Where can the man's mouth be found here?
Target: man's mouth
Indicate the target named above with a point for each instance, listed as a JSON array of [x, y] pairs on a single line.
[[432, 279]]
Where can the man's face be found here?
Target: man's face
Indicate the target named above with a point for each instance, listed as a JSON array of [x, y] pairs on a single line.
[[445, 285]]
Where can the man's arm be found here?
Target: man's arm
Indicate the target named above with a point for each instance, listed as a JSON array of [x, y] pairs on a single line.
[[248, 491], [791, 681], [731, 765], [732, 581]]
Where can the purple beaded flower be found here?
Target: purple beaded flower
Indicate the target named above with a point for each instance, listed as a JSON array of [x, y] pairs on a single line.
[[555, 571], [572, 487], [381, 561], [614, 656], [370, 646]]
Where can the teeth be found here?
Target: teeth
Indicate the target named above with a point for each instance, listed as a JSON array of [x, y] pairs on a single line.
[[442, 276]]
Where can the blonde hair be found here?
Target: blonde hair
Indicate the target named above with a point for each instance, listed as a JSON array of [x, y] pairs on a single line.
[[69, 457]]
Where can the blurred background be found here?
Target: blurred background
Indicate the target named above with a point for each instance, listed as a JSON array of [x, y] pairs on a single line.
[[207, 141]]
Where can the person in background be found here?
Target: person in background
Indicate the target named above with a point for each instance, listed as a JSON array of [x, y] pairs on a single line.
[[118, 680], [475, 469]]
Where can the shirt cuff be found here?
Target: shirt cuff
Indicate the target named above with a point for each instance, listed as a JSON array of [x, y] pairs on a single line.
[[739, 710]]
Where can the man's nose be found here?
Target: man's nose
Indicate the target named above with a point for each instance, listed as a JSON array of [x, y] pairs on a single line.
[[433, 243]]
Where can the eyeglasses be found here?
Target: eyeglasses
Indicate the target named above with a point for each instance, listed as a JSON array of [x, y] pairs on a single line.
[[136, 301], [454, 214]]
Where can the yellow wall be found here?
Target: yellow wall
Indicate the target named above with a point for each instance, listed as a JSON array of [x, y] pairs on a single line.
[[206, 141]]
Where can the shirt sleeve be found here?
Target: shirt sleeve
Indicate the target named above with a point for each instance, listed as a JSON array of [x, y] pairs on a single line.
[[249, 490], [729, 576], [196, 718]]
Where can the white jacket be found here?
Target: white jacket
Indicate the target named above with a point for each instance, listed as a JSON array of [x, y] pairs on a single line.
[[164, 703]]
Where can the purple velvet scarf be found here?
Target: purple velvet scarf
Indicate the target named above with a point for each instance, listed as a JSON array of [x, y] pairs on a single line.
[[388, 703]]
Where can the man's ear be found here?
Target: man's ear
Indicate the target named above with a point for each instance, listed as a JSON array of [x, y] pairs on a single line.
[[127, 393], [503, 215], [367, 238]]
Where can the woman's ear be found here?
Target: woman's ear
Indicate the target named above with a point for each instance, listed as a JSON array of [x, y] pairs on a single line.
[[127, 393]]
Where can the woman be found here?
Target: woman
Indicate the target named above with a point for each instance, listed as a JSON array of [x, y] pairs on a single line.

*-*-*

### [ZIEL]
Schreibe alles von der Zeile mit „Where can the shirt sleeve be found here?“ bis hinunter zur Zeile mit „[[249, 490], [729, 576], [196, 718]]“ unverändert ab, beide Zeilen eingeschlossen.

### [VOLLSTÄNDIGE ANTWORT]
Where can the shirt sleeve be found here?
Target: shirt sleeve
Indicate the target named above with a point for each instance, listed as a JSON array of [x, y] pairs on a single line.
[[249, 490], [729, 576], [196, 718]]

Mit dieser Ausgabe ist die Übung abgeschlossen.